» **TEXT UNDER STUDY**:
Since Catherine had most always been a respectful, cooperative wife, he expected her to immediately comply with his wishes. In turn, Henry was prepared to be generous. As long as she agreed to his terms, and allowed the marriage to be annulled, Catherine could continue to live in the royal style to which she was accustomed. She would have to consent to Henry’s putting her daughter Mary lower in the succession to the throne, behind any children he would have with a new "legitimate" wife, and to give up the title of Queen.  She would henceforth have the title of "Princess Dowager of Wales", to reflect her status as Arthur’s widow. Henry felt that the matter could be settled quickly, and allow him to marry Anne in plenty of time to produce many fine sons.

When Catherine heard the news, she burst out crying. She dearly loved her husband, and thought that Henry had been influenced by meddling advisors who wanted him to discard her in order to marry a younger, foreign princess. Henry didn’t help matters by telling her he loved and respected her above all women, and would stay with her if only their immortal souls would not be endangered by his false marriage. Catherine disagreed. With her strong religious convictions, she knew that the Pope would not have given them permission to marry if the marriage were unclean.

In Catherine’s mind, she was married to Henry for life. After 18 years, she was not going to turn around and say that she had never been married, and that her daughter was illegitimate. She thought that all that was needed was for the Pope to review the matter, and assure Henry that the dispensation allowing their marriage was completely valid.

» **INFORMATION**:
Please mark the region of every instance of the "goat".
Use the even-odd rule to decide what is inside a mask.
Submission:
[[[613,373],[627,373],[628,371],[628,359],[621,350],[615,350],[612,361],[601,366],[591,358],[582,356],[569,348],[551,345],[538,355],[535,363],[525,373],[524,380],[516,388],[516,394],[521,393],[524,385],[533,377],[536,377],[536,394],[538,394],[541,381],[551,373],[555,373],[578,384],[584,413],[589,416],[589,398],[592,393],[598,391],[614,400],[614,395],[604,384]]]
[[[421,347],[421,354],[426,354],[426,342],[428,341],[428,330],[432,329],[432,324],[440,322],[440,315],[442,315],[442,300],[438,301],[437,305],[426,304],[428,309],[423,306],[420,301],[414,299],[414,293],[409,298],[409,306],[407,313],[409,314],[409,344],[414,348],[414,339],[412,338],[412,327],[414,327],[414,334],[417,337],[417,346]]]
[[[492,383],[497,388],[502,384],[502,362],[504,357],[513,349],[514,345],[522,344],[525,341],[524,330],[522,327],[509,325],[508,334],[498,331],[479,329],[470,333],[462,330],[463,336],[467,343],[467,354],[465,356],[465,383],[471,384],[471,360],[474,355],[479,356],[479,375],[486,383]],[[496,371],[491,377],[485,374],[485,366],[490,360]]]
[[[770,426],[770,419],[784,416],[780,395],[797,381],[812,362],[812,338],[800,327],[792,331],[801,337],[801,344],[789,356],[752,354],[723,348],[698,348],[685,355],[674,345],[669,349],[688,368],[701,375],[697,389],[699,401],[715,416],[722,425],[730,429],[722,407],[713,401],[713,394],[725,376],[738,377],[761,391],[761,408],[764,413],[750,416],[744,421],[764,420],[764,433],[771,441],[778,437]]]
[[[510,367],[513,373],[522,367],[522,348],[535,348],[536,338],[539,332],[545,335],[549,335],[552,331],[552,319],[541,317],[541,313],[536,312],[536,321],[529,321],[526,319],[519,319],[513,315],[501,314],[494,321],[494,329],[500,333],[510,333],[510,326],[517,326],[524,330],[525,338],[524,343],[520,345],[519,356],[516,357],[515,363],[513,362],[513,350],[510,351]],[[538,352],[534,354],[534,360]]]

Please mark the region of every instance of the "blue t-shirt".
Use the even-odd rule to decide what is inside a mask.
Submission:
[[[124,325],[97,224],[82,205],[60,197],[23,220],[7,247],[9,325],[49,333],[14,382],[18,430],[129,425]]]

» **PROBLEMS TO SOLVE**:
**1)** Repeat the portion of the passage about Henry and Catherine that begins at the words "In Catherine’s mind, she" and stops after the words "was completely valid.".
**2)** In the passage about Henry and Catherine, what title would Catherine hold in place of Queen?
Answer using only the passage about Henry and Catherine.

» **ANSWERS TO THE EXERCISES**:
**1)**
In Catherine’s mind, she was married to Henry for life. After 18 years, she was not going to turn around and say that she had never been married, and that her daughter was illegitimate. She thought that all that was needed was for the Pope to review the matter, and assure Henry that the dispensation allowing their marriage was completely valid.

**2)** Princess Dowager of Wales